What the task requires:
Please carry on the art blog posts below, picking up after their final sentence.

People are now asking: "When are you going to stop?" This is number 16 in the series and I have no plans to stop. But who knows when the energy and obsession will peter out.




Wednesday, October 28, 2009

Portrait Commission Completed

Anne Pastel on Paper Commission

Monday, June 22, 2009

Articles Section on my Website

I have posted an "Articles" section. The first article that I added to the section is a 15-page essay on Impressionism. I call it a "Little Essay on Impressionsm", the "Little" emphasized because most art writings are neither little nor very informative. I know mine is little, but I'll leave the "informative" part for you to decide.

My aim was to give my students an overview of the Impressionist movement and to trace my own Impressionist "heritage". I felt it was also important to know what was happening in the world at the time of the first Impressionist show so I added a section that picks various inventions, political events, and discoveries that helped form the climate of the times.

www.gainor.biz/articles.htm

Thursday, May 28, 2009

Celebrating George G. Cranston

George was my soulmate, friend, confidante, pal, and artcritic. He died May 21st, 2009. My life will never be the same; he was funny, bright, opinionated, and passionate about life, sobriety, art, music, food, friends. I did this pastel of him in 2003 during a rare time in the past 10 years that he did not have an oxygen hose in his nose. He will be missed by everyone, especially me. Many will remember him fondly as they have had life changing stories of him impacting their lives. More about George is on http://www.georgecranston.com/

Friday, May 1, 2009

An Interesting Blog

Exactly two months have passed and I have not posted anything on my blog. I keep thinking that I need to finish the five or six paintings and drawings in my studio so I can get them on my blog and website. I have been very involved in a totally absorbing non-art project that used up most of my creative juices. I'll be back soon.

In the meantime I want to share with you a blog I have found and enjoy very much.

http://artinconnu.blogspot.com/

This blog celebrates the little known and under appreciated artists through the ages. It's wonderful to see how many unsung genius artists there are out there.

Dataset:
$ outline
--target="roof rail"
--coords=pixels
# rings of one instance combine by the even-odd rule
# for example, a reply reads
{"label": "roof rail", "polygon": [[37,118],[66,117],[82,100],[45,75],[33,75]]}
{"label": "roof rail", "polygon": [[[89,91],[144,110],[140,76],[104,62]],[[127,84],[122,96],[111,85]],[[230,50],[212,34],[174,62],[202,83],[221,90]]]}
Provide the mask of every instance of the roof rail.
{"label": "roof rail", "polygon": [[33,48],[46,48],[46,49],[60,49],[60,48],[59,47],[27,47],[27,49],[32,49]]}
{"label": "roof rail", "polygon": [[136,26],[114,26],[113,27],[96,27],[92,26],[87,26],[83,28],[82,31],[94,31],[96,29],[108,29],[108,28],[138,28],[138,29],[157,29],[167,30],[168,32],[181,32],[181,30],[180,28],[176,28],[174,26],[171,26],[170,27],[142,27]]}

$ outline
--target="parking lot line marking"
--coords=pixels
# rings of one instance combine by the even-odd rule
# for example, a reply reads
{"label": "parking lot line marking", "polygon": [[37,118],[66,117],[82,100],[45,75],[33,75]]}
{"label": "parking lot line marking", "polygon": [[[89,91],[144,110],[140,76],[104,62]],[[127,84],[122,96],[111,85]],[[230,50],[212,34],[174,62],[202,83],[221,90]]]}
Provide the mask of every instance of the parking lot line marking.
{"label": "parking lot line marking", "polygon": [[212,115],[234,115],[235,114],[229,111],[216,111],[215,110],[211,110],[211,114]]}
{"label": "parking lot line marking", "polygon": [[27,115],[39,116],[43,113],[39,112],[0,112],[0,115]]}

The reply:
Sunday, February 1, 2009

Stress Relief

According to an article on page 22 of the latest issue of AARP magazine, there is evidence that people's stress hormone, cortisol, dropped when they visited an art gallery during lunch. The article also tells people to chew bubble gum instead of stress eating. I like the art gallery idea better than the bubble gum, but that's me.

So how about it, friends and neighbors....are you visiting your local art gallery to relieve the stress of not being able to pay your mortgage and car loan?

While you are there, forget about that stupid loan and buy a smashing painting to help out a starving artist.

Remember that art is always a good investment in hard economic times....or so they say.

Wednesday, January 21, 2009

Andrew Wyeth

All week I have wanted to say something about Andrew Wyeth.

I have read blog posts, magazine and newspaper articles, reviews, catalog entries, and so on since it was announced that he was dead at 91 years old.

His images are part of the collective unconscious I think....even the most unaware know about that painting of the crippled girl in the field, even if they don't know the name of the artist or the painting. Sadly the only thing many remember about him is the Helga series of paintings; the aura of the eccentric painter holed up with his naked blonde beauty is nirvana-land to many who can fantasize plenty about such a life of luxury.

I have always adored Andrew Wyeth's work. I confess to a fascination with the entire Wyeth clan, from NC to Jamie and the work of Henriette and Peter Hurd, as well some paintings I have seen by Carolyn (I think that is the correct spelling of her name), who spent much of her life in mental health facilities. I recall a particular painting by Carolyn that I could not get out of my mind for months after I saw it.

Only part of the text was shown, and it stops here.